→ Requirement a: In the puzzle contest post, who was selected as the winner?

→ Text passage:
◇ ◇ ◇

The deadline for Attack of the Four Puzzles! has now passed. I received 31 entries -- apparently, it's significantly easier for my readers to solve puzzles than to make them. 23 entries contained the correct answer, which can be seen here. (To avoid depriving readers of the chance to solve the puzzles themselves -- even though the contest is over -- I have chosen to link to the image rather than embed it.)

I have numbered the correct entries from 1 through 23, and used random.org to select the winner. The winner is. . . James Marshall! An email has been sent to James Marshall to inform him of this. Congratulations, and stuff! Many thanks to all who entered!

More detailed results (which include spoilers) can be found in a comment I've made on this post.

Puzzle 312: Seek and Spell 7

This Seek and Spell puzzle contains 15 geographical locations that start with A, including Alberta, a province in Canada (where people stereotypically end every sentence with "eh?"), Abilene (the Texas city in which I was born), and Atlanta (home of the CNN headquarters, which I actually visited once when I was younger -- I got to see a real live green screen that weathermen stand in front of!). This puzzle's freaking A, man!

◇ ◇ ◇

→ Requirement b: Turn the stored entries, from their first line up to and including the line with "[613,317,878,555]", into a numbered list, leaving out any blank lines.

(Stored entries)
◇ ◇ ◇

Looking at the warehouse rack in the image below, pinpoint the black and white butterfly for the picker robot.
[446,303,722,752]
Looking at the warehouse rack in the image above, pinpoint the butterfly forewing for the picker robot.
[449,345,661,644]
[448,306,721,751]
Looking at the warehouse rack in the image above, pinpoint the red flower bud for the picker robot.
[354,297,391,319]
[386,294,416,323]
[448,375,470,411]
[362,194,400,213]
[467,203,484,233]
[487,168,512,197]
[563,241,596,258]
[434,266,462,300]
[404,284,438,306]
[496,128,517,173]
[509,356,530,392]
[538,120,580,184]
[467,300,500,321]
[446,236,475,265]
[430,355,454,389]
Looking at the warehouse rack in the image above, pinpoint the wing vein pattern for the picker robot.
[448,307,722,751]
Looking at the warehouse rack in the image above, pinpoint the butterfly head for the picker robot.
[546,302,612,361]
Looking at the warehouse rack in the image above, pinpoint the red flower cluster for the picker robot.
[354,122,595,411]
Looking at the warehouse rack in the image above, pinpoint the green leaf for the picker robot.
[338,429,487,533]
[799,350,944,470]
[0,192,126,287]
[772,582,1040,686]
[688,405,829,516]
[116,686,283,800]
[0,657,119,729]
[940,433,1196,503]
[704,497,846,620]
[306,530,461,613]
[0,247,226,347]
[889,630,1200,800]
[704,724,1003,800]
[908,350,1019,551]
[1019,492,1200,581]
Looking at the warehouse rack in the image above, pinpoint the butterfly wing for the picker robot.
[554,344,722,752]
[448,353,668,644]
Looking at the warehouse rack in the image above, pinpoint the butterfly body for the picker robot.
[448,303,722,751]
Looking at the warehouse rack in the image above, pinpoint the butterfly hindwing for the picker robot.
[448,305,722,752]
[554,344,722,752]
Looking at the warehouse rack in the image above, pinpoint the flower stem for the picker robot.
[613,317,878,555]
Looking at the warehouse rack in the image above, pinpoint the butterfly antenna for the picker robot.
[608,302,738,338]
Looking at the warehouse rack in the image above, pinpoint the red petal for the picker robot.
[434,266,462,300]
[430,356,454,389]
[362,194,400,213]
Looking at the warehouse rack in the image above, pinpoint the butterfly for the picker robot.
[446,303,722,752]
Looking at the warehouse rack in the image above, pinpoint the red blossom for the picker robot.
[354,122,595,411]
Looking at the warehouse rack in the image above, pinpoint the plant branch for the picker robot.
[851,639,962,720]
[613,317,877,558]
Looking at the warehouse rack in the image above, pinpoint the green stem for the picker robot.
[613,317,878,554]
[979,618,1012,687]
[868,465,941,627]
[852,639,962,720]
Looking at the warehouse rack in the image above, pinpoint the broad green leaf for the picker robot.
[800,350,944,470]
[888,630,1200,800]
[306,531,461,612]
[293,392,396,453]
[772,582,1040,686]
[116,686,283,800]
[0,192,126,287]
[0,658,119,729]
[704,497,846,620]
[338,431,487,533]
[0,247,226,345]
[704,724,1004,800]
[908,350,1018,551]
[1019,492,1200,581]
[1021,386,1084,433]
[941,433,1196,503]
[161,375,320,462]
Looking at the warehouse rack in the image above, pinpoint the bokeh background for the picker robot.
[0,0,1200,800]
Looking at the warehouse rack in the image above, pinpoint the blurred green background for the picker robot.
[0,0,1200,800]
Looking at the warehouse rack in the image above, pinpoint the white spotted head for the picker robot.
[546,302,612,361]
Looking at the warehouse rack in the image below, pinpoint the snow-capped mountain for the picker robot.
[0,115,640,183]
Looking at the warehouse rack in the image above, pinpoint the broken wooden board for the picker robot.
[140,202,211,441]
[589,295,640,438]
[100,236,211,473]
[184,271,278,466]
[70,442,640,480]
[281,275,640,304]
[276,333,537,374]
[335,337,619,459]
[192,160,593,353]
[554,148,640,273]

◇ ◇ ◇

→ Response a: James Marshall

→ Response b:
1. Looking at the warehouse rack in the image below, pinpoint the black and white butterfly for the picker robot.
2. [446,303,722,752]
3. Looking at the warehouse rack in the image above, pinpoint the butterfly forewing for the picker robot.
4. [449,345,661,644]
5. [448,306,721,751]
6. Looking at the warehouse rack in the image above, pinpoint the red flower bud for the picker robot.
7. [354,297,391,319]
8. [386,294,416,323]
9. [448,375,470,411]
10. [362,194,400,213]
11. [467,203,484,233]
12. [487,168,512,197]
13. [563,241,596,258]
14. [434,266,462,300]
15. [404,284,438,306]
16. [496,128,517,173]
17. [509,356,530,392]
18. [538,120,580,184]
19. [467,300,500,321]
20. [446,236,475,265]
21. [430,355,454,389]
22. Looking at the warehouse rack in the image above, pinpoint the wing vein pattern for the picker robot.
23. [448,307,722,751]
24. Looking at the warehouse rack in the image above, pinpoint the butterfly head for the picker robot.
25. [546,302,612,361]
26. Looking at the warehouse rack in the image above, pinpoint the red flower cluster for the picker robot.
27. [354,122,595,411]
28. Looking at the warehouse rack in the image above, pinpoint the green leaf for the picker robot.
29. [338,429,487,533]
30. [799,350,944,470]
31. [0,192,126,287]
32. [772,582,1040,686]
33. [688,405,829,516]
34. [116,686,283,800]
35. [0,657,119,729]
36. [940,433,1196,503]
37. [704,497,846,620]
38. [306,530,461,613]
39. [0,247,226,347]
40. [889,630,1200,800]
41. [704,724,1003,800]
42. [908,350,1019,551]
43. [1019,492,1200,581]
44. Looking at the warehouse rack in the image above, pinpoint the butterfly wing for the picker robot.
45. [554,344,722,752]
46. [448,353,668,644]
47. Looking at the warehouse rack in the image above, pinpoint the butterfly body for the picker robot.
48. [448,303,722,751]
49. Looking at the warehouse rack in the image above, pinpoint the butterfly hindwing for the picker robot.
50. [448,305,722,752]
51. [554,344,722,752]
52. Looking at the warehouse rack in the image above, pinpoint the flower stem for the picker robot.
53. [613,317,878,555]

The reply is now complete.